What to work on
The whole listing is to be set down again without alteration.
[[ Data, beginning ]]
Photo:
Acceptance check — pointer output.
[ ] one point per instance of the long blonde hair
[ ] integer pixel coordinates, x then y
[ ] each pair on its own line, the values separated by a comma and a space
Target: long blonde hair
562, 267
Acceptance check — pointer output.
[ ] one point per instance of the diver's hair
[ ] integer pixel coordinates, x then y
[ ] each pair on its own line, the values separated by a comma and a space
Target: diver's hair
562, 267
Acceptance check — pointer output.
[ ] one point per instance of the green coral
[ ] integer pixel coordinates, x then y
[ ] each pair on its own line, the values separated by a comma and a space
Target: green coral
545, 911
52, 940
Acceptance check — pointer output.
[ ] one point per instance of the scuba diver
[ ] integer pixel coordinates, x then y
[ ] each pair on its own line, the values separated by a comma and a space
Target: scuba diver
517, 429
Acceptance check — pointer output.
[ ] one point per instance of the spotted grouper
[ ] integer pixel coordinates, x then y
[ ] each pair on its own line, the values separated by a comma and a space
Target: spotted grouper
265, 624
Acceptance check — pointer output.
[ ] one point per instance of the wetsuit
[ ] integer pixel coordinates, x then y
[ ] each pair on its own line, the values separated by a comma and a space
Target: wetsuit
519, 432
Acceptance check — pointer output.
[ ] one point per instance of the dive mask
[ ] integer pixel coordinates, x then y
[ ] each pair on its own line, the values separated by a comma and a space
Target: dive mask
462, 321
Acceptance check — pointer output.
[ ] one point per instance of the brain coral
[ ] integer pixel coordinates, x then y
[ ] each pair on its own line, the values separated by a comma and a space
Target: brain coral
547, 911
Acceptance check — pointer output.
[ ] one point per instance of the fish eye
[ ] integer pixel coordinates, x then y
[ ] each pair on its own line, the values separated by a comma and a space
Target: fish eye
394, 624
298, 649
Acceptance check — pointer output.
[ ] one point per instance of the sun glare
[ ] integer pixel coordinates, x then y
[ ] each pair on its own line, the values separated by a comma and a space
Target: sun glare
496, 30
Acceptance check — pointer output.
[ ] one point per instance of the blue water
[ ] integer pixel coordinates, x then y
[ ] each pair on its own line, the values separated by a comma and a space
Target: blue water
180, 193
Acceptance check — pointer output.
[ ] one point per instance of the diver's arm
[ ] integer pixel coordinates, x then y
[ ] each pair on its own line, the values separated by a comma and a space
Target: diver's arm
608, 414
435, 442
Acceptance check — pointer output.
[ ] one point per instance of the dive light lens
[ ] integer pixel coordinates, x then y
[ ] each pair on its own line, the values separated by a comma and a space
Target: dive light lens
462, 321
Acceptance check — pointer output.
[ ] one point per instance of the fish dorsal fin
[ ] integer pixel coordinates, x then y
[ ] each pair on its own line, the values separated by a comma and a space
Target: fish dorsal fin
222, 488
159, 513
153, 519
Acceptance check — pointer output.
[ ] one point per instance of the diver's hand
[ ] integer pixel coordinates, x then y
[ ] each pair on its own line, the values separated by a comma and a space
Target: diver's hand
[[ Data, end ]]
Response to this exercise
Photo:
Acceptance check — pointer output.
[ ] one point per instance of the long blonde hair
[ ] integer pixel coordinates, x then y
[ ] each pair on its own line, the values separated by a comma and a space
Target: long blonde hair
562, 267
Acceptance check — pointer output.
[ ] one point per instance of the diver's hair
[ ] integer pixel coordinates, x then y
[ ] each pair on its own line, the values separated by a comma and a space
Target: diver's hair
562, 267
Acceptance check — pointer output.
[ ] one point per instance of the green coral
[ ] integer pixel coordinates, x then y
[ ] each pair on its own line, the values separated by a comma and a space
Target: green coral
545, 911
52, 940
Acceptance check — pointer output.
[ ] one point per instance of the scuba diver
[ ] integer pixel coordinates, x then y
[ ] each pair on its own line, the values separated by a comma and a space
Target: scuba diver
517, 429
Acceptance check — pointer output.
[ ] one point per instance of the spotted grouper
[ ] integer pixel coordinates, x then y
[ ] each pair on its own line, the values separated by a comma and a space
Target: spotted grouper
265, 624
Acceptance check — pointer output.
[ ] one point per instance of the wetsuit
[ ] integer pixel coordinates, x then y
[ ] each pair on its own line, the values separated by a comma and a space
Target: wetsuit
519, 432
Acceptance check — pointer output.
[ ] one point per instance of the dive mask
[ ] integer pixel coordinates, x then y
[ ] each pair on its own line, the values separated by a comma and a space
Target: dive mask
462, 321
Acceptance check — pointer output.
[ ] one point per instance of the brain coral
[ ] integer pixel coordinates, x then y
[ ] each pair on its own line, the values separated by a comma and a space
Target: brain coral
547, 911
Acceptance check — pointer output.
[ ] one point per instance of the fish eye
[ ] integer pixel coordinates, x then y
[ ] each pair on its own line, the values separated by a comma and a space
Target: fish eye
394, 624
298, 649
Acceptance check — pointer output.
[ ] one point per instance of the sun glare
[ ] integer pixel coordinates, x then y
[ ] each pair on its own line, the values separated by a comma and a space
Target: sun glare
496, 30
Acceptance check — pointer output.
[ ] one point per instance of the blue water
[ ] integer pixel coordinates, x then y
[ ] each pair on its own line, the values separated by a comma and a space
Target: blue water
180, 193
Acceptance check — pointer output.
[ ] one point per instance of the diver's arm
[ ] integer pixel coordinates, x then y
[ ] each pair on its own line, the values separated by a comma and a space
Target: diver's arm
608, 414
435, 442
Acceptance check — pointer output.
[ ] one point per instance of the dive light lens
[ ] integer pixel coordinates, x then y
[ ] each pair on its own line, the values separated by a comma and a space
Target: dive light lens
462, 321
Acceptance check — pointer output.
[ ] one point per instance of the fish dorsal fin
[ ] integer pixel coordinates, x then y
[ ] each pair on its own line, the values separated by a comma and a space
Target: fish dorsal fin
222, 488
159, 513
153, 519
Acceptance check — pointer output.
[ ] one point per instance of the diver's hand
[ ] integer pixel coordinates, x then y
[ ] each pair on its own line, the values separated by a comma and a space
Target: diver's hand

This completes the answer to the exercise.